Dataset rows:
START
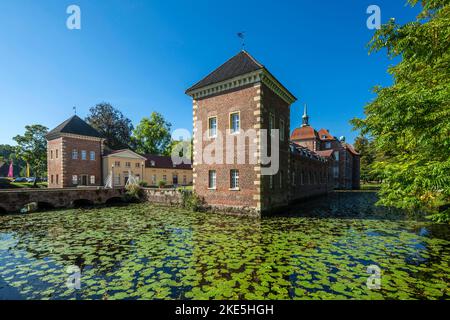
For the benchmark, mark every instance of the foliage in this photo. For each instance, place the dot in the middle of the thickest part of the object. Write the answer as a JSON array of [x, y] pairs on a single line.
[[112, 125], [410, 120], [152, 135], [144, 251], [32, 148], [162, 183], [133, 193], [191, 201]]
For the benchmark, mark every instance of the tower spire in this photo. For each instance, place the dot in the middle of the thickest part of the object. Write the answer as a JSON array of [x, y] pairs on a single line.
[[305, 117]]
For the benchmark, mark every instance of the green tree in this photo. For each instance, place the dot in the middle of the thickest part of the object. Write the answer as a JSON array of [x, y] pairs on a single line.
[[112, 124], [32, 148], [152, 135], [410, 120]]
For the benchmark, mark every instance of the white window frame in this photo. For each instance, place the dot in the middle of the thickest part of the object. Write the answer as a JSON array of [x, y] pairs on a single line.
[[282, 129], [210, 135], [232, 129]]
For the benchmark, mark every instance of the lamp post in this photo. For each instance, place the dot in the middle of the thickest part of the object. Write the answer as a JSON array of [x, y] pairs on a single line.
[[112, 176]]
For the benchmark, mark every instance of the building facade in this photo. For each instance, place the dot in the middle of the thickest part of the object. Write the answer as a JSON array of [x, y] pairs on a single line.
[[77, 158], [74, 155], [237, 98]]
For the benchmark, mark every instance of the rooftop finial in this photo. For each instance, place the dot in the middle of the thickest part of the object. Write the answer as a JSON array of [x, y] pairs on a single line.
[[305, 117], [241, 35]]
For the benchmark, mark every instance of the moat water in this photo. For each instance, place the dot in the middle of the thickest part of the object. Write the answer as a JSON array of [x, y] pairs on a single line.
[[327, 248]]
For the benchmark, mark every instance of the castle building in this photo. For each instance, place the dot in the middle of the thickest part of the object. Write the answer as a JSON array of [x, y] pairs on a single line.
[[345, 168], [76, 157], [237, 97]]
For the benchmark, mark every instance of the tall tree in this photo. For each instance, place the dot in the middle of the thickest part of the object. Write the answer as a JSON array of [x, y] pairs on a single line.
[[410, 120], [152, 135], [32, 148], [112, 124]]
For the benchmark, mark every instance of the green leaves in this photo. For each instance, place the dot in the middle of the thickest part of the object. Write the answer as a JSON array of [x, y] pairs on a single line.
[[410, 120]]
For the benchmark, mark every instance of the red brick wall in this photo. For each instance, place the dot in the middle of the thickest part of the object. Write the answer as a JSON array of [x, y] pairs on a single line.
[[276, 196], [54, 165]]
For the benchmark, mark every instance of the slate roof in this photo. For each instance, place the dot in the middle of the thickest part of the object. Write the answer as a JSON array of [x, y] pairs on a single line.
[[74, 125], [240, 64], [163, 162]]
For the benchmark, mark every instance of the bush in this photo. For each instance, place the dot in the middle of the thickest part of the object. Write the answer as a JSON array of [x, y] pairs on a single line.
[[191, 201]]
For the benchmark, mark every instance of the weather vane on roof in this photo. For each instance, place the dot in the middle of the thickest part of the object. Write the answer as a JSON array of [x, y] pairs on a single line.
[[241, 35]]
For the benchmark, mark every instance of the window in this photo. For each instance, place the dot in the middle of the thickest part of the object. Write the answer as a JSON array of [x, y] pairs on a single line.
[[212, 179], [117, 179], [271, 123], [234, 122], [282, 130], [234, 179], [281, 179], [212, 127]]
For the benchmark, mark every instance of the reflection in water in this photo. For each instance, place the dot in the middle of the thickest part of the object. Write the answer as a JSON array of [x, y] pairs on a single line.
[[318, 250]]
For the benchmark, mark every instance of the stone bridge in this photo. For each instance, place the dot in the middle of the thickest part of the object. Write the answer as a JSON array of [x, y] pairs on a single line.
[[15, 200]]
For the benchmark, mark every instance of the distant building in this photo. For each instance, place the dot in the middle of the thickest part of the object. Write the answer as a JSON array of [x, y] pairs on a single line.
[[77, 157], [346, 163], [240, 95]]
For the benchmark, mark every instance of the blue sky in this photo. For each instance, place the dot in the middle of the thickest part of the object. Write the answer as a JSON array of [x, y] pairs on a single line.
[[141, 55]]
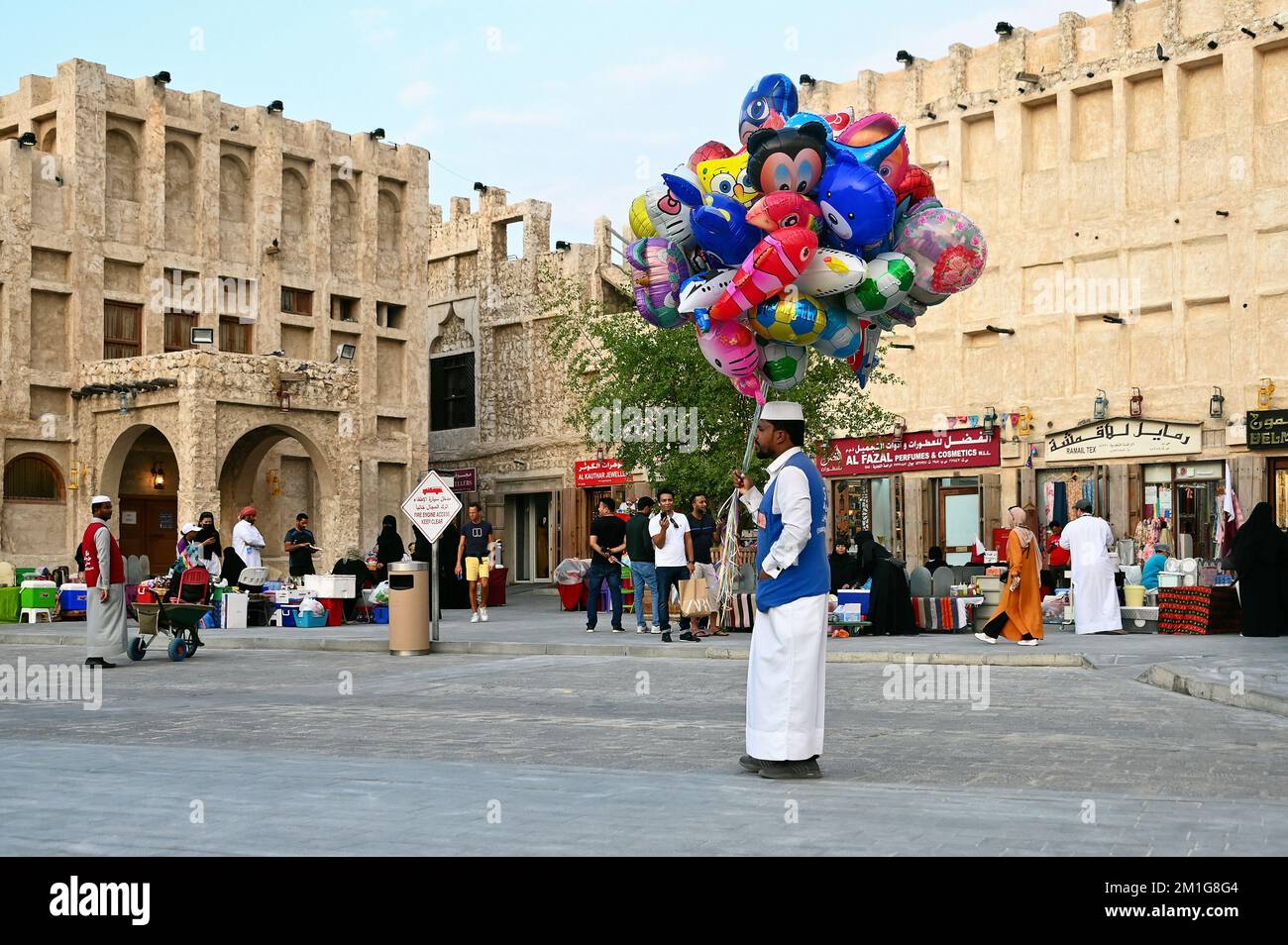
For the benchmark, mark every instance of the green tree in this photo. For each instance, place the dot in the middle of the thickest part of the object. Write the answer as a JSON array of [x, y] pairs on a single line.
END
GIVEN TASK: Lay out all of the records above as a Markdown table with the columns "No." and "Text", one line of the records per row with its row number, skipping blank lines. Leave the pictures out of the answer.

FINAL ANSWER:
| No. | Text |
|---|---|
| 1 | For the benchmark, mark every instance of the foliage in this photo. For each instance, place the dot in the middle of the thickest part of the object. Write the answer as a JSON array of [x, y] pairs on a single line. |
| 2 | [[112, 125], [410, 120], [152, 135], [144, 251], [32, 148], [162, 183], [133, 193], [191, 201]] |
| 3 | For the benchmark, mark every instance of the tower spire in this photo. For each instance, place the dot in the middle of the thickest part of the object. Write the answer as a JSON array of [x, y] pairs on a single line. |
| 4 | [[305, 117]] |
| 5 | For the benchmark, mark every instance of the green tree in this photo. For each instance, place the dot in the middle of the thickest part of the object. Write the answer as a JSON array of [x, y] pairs on a single line. |
| 6 | [[112, 124], [32, 148], [152, 135], [410, 120]] |
| 7 | For the benchmark, mark every instance of the white window frame in this photo. For each instance, place the dot in the middle of the thickest part of the object. Write the answer as a JSON array of [x, y] pairs on a single line. |
| 8 | [[282, 129], [210, 135], [232, 129]] |
| 9 | For the benchmark, mark every instance of the lamp post in this photo. For each instance, place the dot in the middle of the thickest part of the object. Write the answer as a JSON array of [x, y] pairs on a single line. |
| 10 | [[112, 176]] |
| 11 | For the benchmark, mark every instance of the building facade in this photo. For each instance, place the dot in the middle of the thickest part of the object. Write the answer as a JSON array of [x, y] pairs on a single line. |
| 12 | [[77, 158], [74, 155], [237, 98]] |
| 13 | For the benchmark, mark every instance of the rooftop finial in this photo. For each instance, place the dot in the middle of the thickest part of the object. Write the answer as a JSON array of [x, y] pairs on a single line. |
| 14 | [[305, 117], [241, 35]] |
| 15 | For the benchmark, mark every instance of the moat water in this photo. For each instance, place the dot in the middle of the thickest part of the object. Write the answer as a JSON array of [x, y] pairs on a single line. |
| 16 | [[327, 248]] |
| 17 | For the benchmark, mark every instance of the castle building in this photo. For each instance, place the dot in the middle of the thickest part of the object. Write the answer as a JSON array of [x, y] pairs on a single line. |
| 18 | [[345, 168], [76, 157], [237, 97]] |
| 19 | For the benchmark, mark every instance of the tall tree in this photo. For each instance, place the dot in the middle of the thickest part of the object. Write the answer as a JSON array of [x, y] pairs on a single line. |
| 20 | [[410, 120], [152, 135], [32, 148], [112, 124]] |
| 21 | For the benchmark, mark every instance of the green leaves in this photo. For each instance, place the dot in the middle of the thickest part of the object. Write the answer as a JSON array of [x, y] pairs on a single line. |
| 22 | [[410, 120]] |
| 23 | For the benchmark, mark every instance of the red brick wall in this photo. For each instance, place the dot in the middle of the thickest part of the object. Write the answer as a JSON array of [x, y] pairs on a single line. |
| 24 | [[276, 196], [54, 165]] |
| 25 | For the benchmark, mark every instance of the slate roof in this photo. For each instance, place the dot in the middle of the thickest part of the object. Write the answer as a JSON array of [x, y] pairs on a single line. |
| 26 | [[74, 125], [240, 64], [163, 162]] |
| 27 | For the benchmark, mark every instance of the bush in this photo. For each instance, place the dot in the middle of the thickest part of the object. Write the answer as a JSON array of [x, y] pairs on a single line. |
| 28 | [[191, 201]] |
| 29 | For the benchmark, mark every instance of the weather vane on roof in this photo. For each instance, place the dot in the middle of the thickest part of the object. Write the answer as a JSON array of [x, y] pairs on a single line. |
| 30 | [[241, 35]] |
| 31 | For the benchmark, mark every instance of the window in this photo. For each instance, place the dot in the middle of the thickest part of the object. Write the answer as a JSON array of [x, y] pairs on a single line. |
| 32 | [[212, 179], [117, 179], [271, 123], [234, 122], [282, 130], [234, 179], [281, 179], [212, 127]] |
| 33 | For the benchmark, mark every instance of the reflection in water in this photo. For each instance, place the dot in the middle of the thickest part of the object. Write the answer as a JSON array of [x, y] pairs on a single line. |
| 34 | [[318, 250]] |
| 35 | For the benchmark, mark every instance of the stone bridge in this photo. For each instance, place the dot in the middle of the thickest part of the object. Write the answer as a JSON array of [x, y] pairs on a single line. |
| 36 | [[15, 200]] |
| 37 | For the benchmark, mark every instance of the distant building in this photo. For each instance, place the dot in the middle of the thickest part of the object. Write the answer as a JSON array of [x, y] pairs on a single line. |
| 38 | [[77, 157], [346, 163], [240, 95]] |
| 39 | For the benchmark, mark every instance of the blue sky in this photo. For each instance, place the dot in the middle of the thickest part of the object. Write the answer as a JSON array of [x, y] pairs on a single line. |
| 40 | [[141, 55]] |
| 41 | For the benchmark, mark every instance of the green tree in this photo. For each instance, place the dot in the middle of the thickest part of the object. Write the answer as a JSON array of [x, y] pairs on a single line. |